◆ WHAT YOU SHOULD DO: Gather each line of the records below that contains the word "horizon" and copy those lines in full.

━━━━━ RECORDED INFORMATION

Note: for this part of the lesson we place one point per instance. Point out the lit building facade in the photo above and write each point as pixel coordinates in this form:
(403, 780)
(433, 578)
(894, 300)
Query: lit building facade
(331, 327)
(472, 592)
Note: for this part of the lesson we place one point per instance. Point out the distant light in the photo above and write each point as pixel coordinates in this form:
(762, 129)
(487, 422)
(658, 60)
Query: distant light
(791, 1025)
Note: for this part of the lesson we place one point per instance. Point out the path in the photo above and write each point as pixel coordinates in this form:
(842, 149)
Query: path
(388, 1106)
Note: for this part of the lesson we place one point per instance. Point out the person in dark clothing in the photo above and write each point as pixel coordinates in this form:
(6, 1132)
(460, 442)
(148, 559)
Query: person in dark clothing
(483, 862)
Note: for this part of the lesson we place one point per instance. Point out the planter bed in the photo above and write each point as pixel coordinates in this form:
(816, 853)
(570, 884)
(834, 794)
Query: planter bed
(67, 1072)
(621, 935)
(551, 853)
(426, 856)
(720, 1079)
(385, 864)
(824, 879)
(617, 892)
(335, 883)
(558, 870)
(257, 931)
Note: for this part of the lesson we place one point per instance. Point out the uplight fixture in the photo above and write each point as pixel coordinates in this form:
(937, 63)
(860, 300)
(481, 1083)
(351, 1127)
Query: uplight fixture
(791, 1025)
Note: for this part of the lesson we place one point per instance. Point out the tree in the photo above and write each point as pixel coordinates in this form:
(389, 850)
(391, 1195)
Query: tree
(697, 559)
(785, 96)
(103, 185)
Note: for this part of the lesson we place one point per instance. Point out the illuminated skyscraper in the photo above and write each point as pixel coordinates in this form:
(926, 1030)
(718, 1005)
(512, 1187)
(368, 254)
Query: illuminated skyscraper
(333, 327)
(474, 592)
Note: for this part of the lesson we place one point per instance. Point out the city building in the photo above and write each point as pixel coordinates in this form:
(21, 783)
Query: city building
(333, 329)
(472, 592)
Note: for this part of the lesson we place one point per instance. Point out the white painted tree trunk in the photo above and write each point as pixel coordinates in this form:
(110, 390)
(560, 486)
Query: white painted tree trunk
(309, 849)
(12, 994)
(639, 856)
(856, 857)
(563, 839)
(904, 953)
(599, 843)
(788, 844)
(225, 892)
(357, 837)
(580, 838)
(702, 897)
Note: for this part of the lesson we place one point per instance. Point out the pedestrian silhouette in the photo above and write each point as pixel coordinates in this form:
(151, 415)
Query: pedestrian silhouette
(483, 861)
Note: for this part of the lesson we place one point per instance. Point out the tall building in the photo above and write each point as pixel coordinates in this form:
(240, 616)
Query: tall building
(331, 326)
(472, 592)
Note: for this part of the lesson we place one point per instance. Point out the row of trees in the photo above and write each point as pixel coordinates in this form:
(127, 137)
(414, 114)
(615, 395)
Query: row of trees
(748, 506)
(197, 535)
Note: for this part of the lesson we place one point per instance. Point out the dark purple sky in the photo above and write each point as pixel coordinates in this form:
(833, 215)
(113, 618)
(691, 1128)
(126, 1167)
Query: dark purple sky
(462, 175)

━━━━━━━━━━
━━━━━ RECORDED INFORMATION

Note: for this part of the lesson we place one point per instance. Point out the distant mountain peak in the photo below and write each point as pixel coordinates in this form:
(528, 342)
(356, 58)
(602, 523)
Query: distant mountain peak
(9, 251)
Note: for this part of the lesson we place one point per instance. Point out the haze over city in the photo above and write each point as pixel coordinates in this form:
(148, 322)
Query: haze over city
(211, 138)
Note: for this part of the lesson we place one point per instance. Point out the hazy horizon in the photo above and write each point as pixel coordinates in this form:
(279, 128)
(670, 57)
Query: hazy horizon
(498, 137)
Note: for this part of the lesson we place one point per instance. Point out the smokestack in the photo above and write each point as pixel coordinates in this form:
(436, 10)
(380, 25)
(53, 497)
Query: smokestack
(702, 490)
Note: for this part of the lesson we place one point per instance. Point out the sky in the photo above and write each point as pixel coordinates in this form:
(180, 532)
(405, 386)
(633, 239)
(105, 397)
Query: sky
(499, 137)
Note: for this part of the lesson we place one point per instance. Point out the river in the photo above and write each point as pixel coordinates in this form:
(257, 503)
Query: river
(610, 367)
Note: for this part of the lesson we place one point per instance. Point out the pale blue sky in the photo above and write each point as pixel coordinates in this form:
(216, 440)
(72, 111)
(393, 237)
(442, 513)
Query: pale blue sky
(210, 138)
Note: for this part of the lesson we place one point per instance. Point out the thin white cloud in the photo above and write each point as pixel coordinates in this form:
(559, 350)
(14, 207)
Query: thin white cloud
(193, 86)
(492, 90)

━━━━━━━━━━

◆ WORKED SOLUTION:
Note: for this part of the lesson we place one point per instance. Point out the hazy horizon in the photo above and write each point as pixel coordinates in this form:
Query: hazy horizon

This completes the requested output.